Le champion des achats de Noël !!! Un Picte de vente : le dernier Astérix

Par Francis Bergeron

 Deux millions d’exemplaires vendus en quelques semaines, cinq millions avec les traductions, pour ce 35e volume des aventures d’Astérix : Astérix chez les Pictes. Astérix, c’est beaucoup plus qu’un simple phénomène d’édition. Mais il faut dire aussi que cette BD, c’est beaucoup plus que de la BD.

Disons-le tout net : cet album-là, Astérix chez les Pictes, ne tient pas tout à fait ses promesses. Pour les nostalgiques de l’âge d’or de la bande dessinée (les années Spirou, Tintin, Pilote, les années quarante à soixante, en gros), ce n’est pas cette grande fête de l’esprit, à laquelle nous avaient habitués Goscinny et Uderzo, les créateurs de ces héros. Le dessin de Didier Conrad tient la route. Le texte de Jean-Yves Ferri est un peu verbeux, même si quelques bons mots surnagent ici ou là (Ferri est bien mieux inspiré dans l’album De Gaulle à la plage ! qui, pour le coup, est un petit chef-d’œuvre d’humour).

Dans la veine d’Astérix chez les Bretons, en Hispanie, en Corse, chez les Helvètes ou chez les Belges, il s’agit de faire sourire le lecteur en confrontant les héros immuables de la saga aux travers et tropismes supposés des Ecossais (car les Pictes, pour ceux qui ne le sauraient pas, sont les ancêtres celtes du peuple écossais). L’ensemble est un peu laborieux et foisonnant, avec un goût de déjà vu. Mais gentil, et de bon esprit. Espérons que les deux millions et plus de lecteurs déjà acquis, et les millions d’autres, annoncés, y auront trouvé ou y trouveront leur compte. A commencer par les enfants.

Car c’est bien pour les enfants que la série fut créée, en 1959, dans les pages de l’hebdomadaire Pilote. « Astérix, Obélix, Abraracourcix, Panoramix sont nés en un après-midi », a raconté Goscinny. C’était au cours de l’été. Goscinny avait alors trente-trois ans. Un jour où il prenait le pastis chez son ami Uderzo, l’idée lui vint (ou leur vint ?) d’inventer ces héros gaulois dont les noms se termineraient en « ix », et de raconter leurs confrontations avec les envahisseurs romains, reconnaissables – entre autres – par leurs noms en « us ».

Astérix a la cote

A cette époque, la bande dessinée ne s’adressait qu’aux enfants. Aucun critique sérieux ne se serait avisé de commenter la parution d’un album de bande dessinée, pas plus Astérix le Gaulois qu’un autre.

════════════════

▶ [CONSIGNES DE L'EXERCICE]:
(a) Recopiez l'article sur Astérix depuis « A cette époque, la » jusqu'à « le Gaulois qu’un autre. » inclus.
(b) Prolongez l'article sur Astérix en reprenant juste après sa dernière phrase.

Enregistrements d'une collection
════════════════

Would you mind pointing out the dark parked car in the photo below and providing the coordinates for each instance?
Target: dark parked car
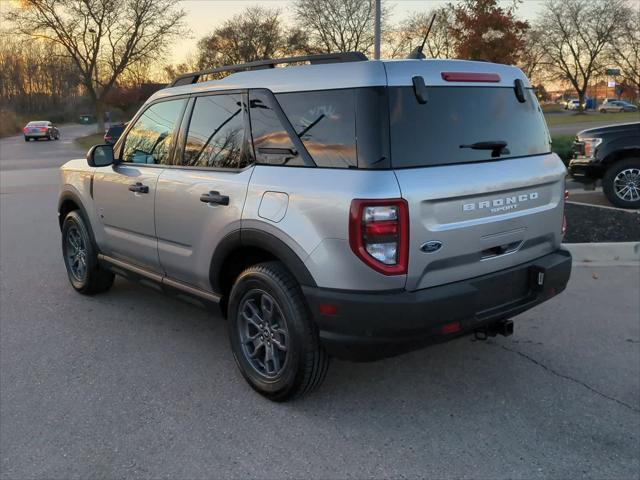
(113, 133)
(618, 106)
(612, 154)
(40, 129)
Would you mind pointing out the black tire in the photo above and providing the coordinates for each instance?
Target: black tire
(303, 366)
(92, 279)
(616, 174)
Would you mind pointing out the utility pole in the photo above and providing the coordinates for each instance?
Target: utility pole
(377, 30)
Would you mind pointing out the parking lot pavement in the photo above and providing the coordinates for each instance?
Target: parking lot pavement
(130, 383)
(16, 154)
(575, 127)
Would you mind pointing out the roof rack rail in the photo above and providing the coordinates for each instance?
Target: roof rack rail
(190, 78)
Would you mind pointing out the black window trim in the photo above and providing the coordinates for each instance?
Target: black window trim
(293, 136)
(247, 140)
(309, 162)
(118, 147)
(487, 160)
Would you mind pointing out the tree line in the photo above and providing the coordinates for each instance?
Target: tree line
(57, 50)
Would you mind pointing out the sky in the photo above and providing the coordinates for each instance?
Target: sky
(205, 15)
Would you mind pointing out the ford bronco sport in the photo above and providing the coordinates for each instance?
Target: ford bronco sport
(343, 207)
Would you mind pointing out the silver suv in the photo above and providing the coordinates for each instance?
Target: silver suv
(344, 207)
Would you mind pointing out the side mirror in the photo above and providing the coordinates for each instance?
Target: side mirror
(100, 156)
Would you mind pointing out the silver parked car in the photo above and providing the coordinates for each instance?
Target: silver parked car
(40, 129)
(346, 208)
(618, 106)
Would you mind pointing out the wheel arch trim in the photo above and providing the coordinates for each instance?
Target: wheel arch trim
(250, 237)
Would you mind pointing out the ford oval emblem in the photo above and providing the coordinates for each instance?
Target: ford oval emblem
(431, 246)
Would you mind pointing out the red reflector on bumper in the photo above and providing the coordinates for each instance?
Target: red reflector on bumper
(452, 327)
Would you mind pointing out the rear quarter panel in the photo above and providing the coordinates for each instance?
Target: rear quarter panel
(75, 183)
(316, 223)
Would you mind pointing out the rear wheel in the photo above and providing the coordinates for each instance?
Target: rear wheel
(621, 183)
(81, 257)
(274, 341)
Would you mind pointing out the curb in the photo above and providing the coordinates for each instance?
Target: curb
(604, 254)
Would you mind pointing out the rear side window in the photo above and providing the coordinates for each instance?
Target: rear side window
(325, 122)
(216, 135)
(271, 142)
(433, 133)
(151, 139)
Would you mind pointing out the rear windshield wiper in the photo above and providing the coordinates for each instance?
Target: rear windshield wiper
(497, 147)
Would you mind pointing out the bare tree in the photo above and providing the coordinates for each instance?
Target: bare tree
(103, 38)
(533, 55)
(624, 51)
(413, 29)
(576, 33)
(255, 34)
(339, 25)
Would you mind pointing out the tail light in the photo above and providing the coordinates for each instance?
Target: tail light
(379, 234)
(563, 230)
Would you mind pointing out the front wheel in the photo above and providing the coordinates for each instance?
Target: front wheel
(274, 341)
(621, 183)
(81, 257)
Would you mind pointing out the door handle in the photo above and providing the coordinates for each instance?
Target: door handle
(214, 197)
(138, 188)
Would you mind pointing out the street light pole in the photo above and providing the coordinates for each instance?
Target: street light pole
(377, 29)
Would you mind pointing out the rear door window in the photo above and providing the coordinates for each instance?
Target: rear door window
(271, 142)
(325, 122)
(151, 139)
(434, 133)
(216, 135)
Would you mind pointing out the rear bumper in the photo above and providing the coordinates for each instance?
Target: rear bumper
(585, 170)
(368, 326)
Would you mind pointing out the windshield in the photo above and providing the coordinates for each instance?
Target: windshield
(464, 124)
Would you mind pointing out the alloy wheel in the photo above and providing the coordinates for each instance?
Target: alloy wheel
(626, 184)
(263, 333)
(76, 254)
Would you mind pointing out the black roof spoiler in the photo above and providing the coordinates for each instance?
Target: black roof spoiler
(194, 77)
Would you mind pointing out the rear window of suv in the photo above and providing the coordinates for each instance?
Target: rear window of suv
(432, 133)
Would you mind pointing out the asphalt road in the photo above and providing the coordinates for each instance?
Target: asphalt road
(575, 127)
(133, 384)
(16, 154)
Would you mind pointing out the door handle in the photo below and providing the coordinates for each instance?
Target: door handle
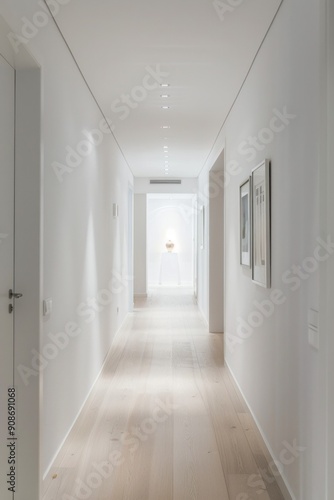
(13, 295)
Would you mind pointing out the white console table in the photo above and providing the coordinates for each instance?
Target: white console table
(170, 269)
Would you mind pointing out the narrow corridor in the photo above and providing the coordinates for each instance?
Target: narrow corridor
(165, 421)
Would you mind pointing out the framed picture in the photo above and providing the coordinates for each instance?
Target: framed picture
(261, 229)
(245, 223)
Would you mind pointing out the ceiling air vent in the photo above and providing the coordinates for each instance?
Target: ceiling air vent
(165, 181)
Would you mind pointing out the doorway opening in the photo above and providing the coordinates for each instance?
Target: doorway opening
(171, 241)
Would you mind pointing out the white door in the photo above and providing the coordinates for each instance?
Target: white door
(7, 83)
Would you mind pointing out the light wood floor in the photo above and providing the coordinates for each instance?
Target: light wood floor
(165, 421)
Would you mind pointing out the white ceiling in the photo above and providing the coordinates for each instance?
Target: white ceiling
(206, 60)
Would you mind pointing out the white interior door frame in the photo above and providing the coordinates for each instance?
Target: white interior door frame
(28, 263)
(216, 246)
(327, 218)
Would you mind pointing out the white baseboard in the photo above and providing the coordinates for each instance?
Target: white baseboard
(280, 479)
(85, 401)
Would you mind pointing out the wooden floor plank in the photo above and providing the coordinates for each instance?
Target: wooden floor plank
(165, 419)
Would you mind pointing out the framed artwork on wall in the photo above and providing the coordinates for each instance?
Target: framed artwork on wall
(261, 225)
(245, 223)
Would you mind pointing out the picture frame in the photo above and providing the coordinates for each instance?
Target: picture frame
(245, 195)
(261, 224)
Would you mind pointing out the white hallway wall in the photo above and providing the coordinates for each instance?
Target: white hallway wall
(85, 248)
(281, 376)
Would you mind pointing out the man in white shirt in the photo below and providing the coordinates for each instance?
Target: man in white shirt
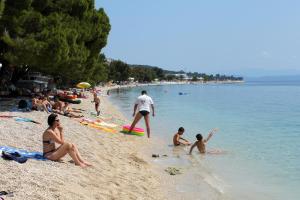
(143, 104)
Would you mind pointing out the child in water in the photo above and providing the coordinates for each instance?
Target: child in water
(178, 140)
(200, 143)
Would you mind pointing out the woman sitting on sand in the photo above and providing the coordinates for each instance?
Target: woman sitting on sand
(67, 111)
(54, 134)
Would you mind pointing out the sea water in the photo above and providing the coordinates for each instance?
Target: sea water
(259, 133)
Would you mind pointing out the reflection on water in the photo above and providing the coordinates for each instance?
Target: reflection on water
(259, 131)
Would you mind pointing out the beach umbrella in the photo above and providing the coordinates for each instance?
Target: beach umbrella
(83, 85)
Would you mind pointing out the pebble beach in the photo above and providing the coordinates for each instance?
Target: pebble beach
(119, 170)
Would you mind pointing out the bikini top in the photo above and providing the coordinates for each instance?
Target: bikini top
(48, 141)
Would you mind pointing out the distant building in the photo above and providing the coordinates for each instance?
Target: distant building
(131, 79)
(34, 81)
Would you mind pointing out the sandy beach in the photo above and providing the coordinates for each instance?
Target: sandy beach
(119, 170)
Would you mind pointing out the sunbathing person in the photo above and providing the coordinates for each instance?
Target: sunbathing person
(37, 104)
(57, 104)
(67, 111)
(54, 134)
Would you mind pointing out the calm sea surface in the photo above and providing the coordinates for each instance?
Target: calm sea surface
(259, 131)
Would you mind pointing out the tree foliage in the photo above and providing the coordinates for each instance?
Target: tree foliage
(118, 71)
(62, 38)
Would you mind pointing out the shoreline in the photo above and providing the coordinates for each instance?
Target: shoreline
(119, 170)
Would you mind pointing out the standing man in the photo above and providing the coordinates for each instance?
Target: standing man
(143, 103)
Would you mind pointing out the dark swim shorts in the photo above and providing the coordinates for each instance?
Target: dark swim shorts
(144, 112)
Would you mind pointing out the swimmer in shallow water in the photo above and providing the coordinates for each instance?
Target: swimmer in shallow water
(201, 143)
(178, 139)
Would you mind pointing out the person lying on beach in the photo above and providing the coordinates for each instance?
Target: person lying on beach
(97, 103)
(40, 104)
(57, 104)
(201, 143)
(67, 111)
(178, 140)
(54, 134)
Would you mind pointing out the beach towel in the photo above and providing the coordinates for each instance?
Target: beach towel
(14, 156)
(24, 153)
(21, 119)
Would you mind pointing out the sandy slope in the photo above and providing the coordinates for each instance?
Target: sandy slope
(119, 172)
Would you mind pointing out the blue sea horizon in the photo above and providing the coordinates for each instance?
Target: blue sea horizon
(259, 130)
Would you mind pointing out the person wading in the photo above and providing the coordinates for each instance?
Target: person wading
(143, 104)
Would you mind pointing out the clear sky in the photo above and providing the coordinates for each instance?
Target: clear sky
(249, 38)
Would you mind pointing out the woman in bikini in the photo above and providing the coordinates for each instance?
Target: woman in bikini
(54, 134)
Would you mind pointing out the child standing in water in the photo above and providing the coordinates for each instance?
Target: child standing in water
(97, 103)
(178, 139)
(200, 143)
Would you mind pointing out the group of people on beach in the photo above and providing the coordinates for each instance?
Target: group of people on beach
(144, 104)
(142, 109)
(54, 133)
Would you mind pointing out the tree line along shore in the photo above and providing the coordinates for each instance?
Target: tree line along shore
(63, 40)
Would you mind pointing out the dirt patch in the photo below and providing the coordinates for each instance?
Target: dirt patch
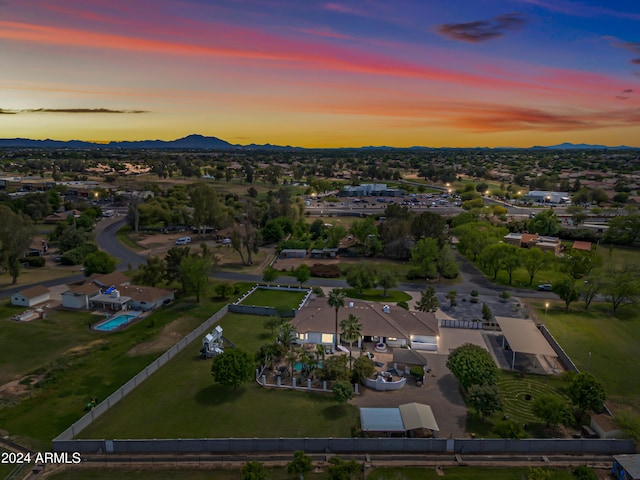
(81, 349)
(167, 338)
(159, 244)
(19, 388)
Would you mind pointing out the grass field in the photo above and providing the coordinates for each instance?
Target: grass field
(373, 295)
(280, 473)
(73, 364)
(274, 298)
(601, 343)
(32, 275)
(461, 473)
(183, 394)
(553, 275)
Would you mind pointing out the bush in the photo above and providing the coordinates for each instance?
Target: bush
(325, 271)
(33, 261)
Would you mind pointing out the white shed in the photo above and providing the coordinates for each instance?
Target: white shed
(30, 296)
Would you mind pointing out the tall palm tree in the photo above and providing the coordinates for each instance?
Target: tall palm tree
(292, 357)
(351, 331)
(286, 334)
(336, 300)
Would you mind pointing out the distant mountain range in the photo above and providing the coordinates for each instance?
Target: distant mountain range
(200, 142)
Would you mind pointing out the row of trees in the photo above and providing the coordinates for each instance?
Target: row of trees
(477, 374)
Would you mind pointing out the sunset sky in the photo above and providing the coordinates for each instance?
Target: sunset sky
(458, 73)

════════════════

▶ [RÉPONSES PAR CONSIGNE]:
(a)
A cette époque, la bande dessinée ne s’adressait qu’aux enfants. Aucun critique sérieux ne se serait avisé de commenter la parution d’un album de bande dessinée, pas plus Astérix le Gaulois qu’un autre.

(b)
Aucun critique sérieux ? Pas tout à fait. On trouve, dès décembre 1967, dans les pages de Spectacle du Monde, un article du (pas encore) célébrissime chroniqueur Alexandre Vialatte consacré à « l’heure d’Astérix ». Que nous dit Vialatte ? Que grâce à Goscinny et Uderzo, « la jeunesse française découvre avec stupéfaction qu’elle ne descend pas des Peaux-Rouges, du Shérif et de Davy Crockett, mais d’Astérix, d’Avoranfix, de Vercingétorix et d’Assurancetourix ». En disant cela, Vialatte note à juste titre qu’Astérix a constitué un véritable tournant dans l’imaginaire des enfants, ré-enracinant en quelque sorte « nos chères têtes blondes » dans leur passé national, et mettant un terme (provisoire) à l’américanisation galopante de leur univers ludique.

Au départ, personne ne pouvait imaginer quel succès hors du commun allait rencontrer cette saga. Et d’ailleurs, à sa sortie en album, Astérix le Gaulois ne fut tiré qu’à six mille exemplaires. Notons que les 16 et 17 novembre, à Drouot, Maître Gilles Neret-Minet disperse une collection de bandes dessinées (expert : Roland Buret), qui comporte notamment un exemplaire de ce premier tirage (estimation : 3 000 euros) et un dessin en couleur d’Uderzo, daté de 1968 (cote : 80 000 euros). Nous sortons largement du royaume de l’enfance…

Le second album (La Serpe d’or) sera tiré à 20 000 exemplaires, le troisième (Astérix et les Goths) à 40 000, et cette progression asymptotique ne s’arrêtera plus. D’autant que les dessins animés vont relancer la notoriété, le succès de ces petits personnages. Ce nouvel album, le 35e, donc, consacre un nouveau record de vente.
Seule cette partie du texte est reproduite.